# START OF Quoted passage
RI ESG Briefing, Nov. 18: Green Investment Bank, M&G, CalPERS, EY, European Banking Authority

The round-up of the latest environmental, social and governance developments

Environmental

The UK’s Green Investment Bank (GIB) has invested £47m (€65m) in a new “energy from waste” (EFW) plant in Belfast, Northern Ireland. GIB said the plant was fuelled by feedstock derived from household and commercial waste. With a capacity of 15MW, it will supply power to an adjacent wing producing facility owned by Canadian aircraft manufacturer Bombardier. Other financiers of the EFW plant, whose total cost was put at £107m, are project developer RiverRidge Energy and London-based investment firms Equitix and P3P Partners. The EIB also said the plant would create 250 jobs during construction and 20 permanent positions when completed.

Staying in the UK, M&G Investments has provided £247m (€346m) in debt finance for the sake of 33 photovoltaic (PV) parks developed by UK solar power firm Lightsource. In a statement, M&G said the finance was done through the acquisition of a 22-year inflation-linked bond issued by Lightsource. “The investment has been made on behalf of pension fund clients who require inflation-linked income over the long term,” M&G said. Another £37m needed to finance the PV parks was provided by way of a mezzanine loan from Australia’s AMP Capital. The PV parks have a total capacity of 100MW, which M&G said was enough to power 30,600 homes in the UK.

The Connecticut State Treasurer’s Office plans to issue $65m in Green Bonds to provide funding for critical wastewater infrastructure projects statewide through the State’s Clean Water Program. This green bond sale will be the state’s third issuance of green bonds and will finance water pollution control projects for the Mattabassett District (Cromwell), the Metropolitan District Commission, the Greater New Haven Water Pollution Control Authority, and other local Clean Water projects across the State.
# END OF Quoted passage
* _Problem set_:
A - In the ESG briefing, update the stretch from "The Connecticut State" through "across the State." by replacing "$65m" with "$70m".
B - According to the ESG briefing, what is the capacity of the energy-from-waste plant in Belfast?
# START OF Recorded data
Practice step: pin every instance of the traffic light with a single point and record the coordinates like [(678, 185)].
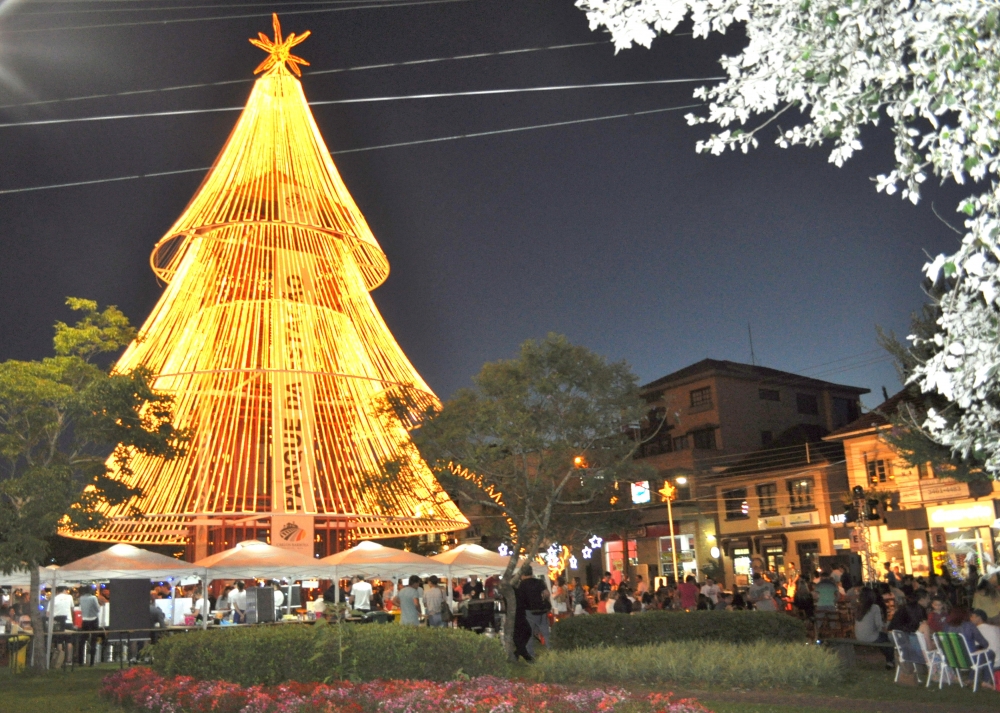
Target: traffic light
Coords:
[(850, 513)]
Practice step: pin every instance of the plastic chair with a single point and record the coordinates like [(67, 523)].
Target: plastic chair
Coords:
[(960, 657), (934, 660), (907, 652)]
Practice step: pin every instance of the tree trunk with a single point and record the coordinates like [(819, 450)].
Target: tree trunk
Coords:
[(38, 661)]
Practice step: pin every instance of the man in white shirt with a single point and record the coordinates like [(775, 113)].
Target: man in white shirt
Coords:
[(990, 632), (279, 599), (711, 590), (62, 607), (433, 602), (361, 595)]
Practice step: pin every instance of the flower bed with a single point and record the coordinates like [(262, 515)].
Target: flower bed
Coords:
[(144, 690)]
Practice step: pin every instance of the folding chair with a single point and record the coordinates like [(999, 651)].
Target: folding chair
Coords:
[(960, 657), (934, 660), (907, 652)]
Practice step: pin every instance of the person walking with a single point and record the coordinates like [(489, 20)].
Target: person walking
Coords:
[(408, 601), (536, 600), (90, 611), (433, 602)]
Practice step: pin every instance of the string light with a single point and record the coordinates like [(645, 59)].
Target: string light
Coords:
# END OF Recorded data
* _Results_:
A -
The Connecticut State Treasurer’s Office plans to issue $70m in Green Bonds to provide funding for critical wastewater infrastructure projects statewide through the State’s Clean Water Program. This green bond sale will be the state’s third issuance of green bonds and will finance water pollution control projects for the Mattabassett District (Cromwell), the Metropolitan District Commission, the Greater New Haven Water Pollution Control Authority, and other local Clean Water projects across the State.

B - 15MW